WHAT YOU WILL DO:
1. List every sentence in the Sigil campaign post that ends with a question mark.
2. Reproduce the Sigil campaign post between "I am part of" and "keyed to it.", inclusive, swapping each "portal" for "gate".

DOCUMENT SEGMENT:
------------------------------------------------------------------------

# Forum > Gaming > Roleplaying Games > D&D 3e/3.5e/d20 > DM Help [PF1e] Help creating the most Boring, Mundane, Cliched adventuring party

## TallerSpine

I am part of a campaign taking place in Sigil. The idea was, none of the players had time to be the full-time DM. So, we wanted a rotating DM, but a single story-line to tie everything together. So, the backstory for the campaign setting:

The Fraternity of Order has discovered a new type of portal. It is a mix between a permanent portal and a shifting portal in that its location is always fixed, but the destination is keyed to the specific token held while passing through it. Different tokens take you to different locations throughout the planes. Passing through without a token is just walking through a door to the room beyond. But, if you possess the right token, you have a two-way portal to and from the destination keyed to it.

The Fraternity of Order immediately began recording all information about this portal. But, they recognized the danger. Sure, there is the metaphysical danger of investigating a portal with unknown properties. But, there are also legal concerns. How would the Lady of Pain see this new portal? Is this her doing? Or possibly a resurgence of Aoskar? And the Order is very aware that attempts to take complete control over a new type of portal would likely incite the other factions. So, the most logical solution is to research the portal while pushing all of the risk to someone else. Who better but an Indep?

------------------------------------------------------------------------

EXTRACTED DATA:
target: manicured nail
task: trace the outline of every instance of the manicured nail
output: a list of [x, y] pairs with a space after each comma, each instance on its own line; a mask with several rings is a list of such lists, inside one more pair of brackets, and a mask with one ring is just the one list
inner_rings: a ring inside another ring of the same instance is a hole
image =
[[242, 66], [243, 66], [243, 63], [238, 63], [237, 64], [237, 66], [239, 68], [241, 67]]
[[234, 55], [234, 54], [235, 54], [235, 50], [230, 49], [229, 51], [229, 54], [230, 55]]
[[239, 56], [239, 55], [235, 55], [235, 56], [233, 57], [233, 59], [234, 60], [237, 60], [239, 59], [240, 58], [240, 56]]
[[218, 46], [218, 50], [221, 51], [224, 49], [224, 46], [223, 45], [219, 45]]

------------------------------------------------------------------------

IN RESPONSE:
1.
How would the Lady of Pain see this new portal?
Is this her doing?
Or possibly a resurgence of Aoskar?
Who better but an Indep?

2.
I am part of a campaign taking place in Sigil. The idea was, none of the players had time to be the full-time DM. So, we wanted a rotating DM, but a single story-line to tie everything together. So, the backstory for the campaign setting:

The Fraternity of Order has discovered a new type of gate. It is a mix between a permanent gate and a shifting gate in that its location is always fixed, but the destination is keyed to the specific token held while passing through it. Different tokens take you to different locations throughout the planes. Passing through without a token is just walking through a door to the room beyond. But, if you possess the right token, you have a two-way gate to and from the destination keyed to it.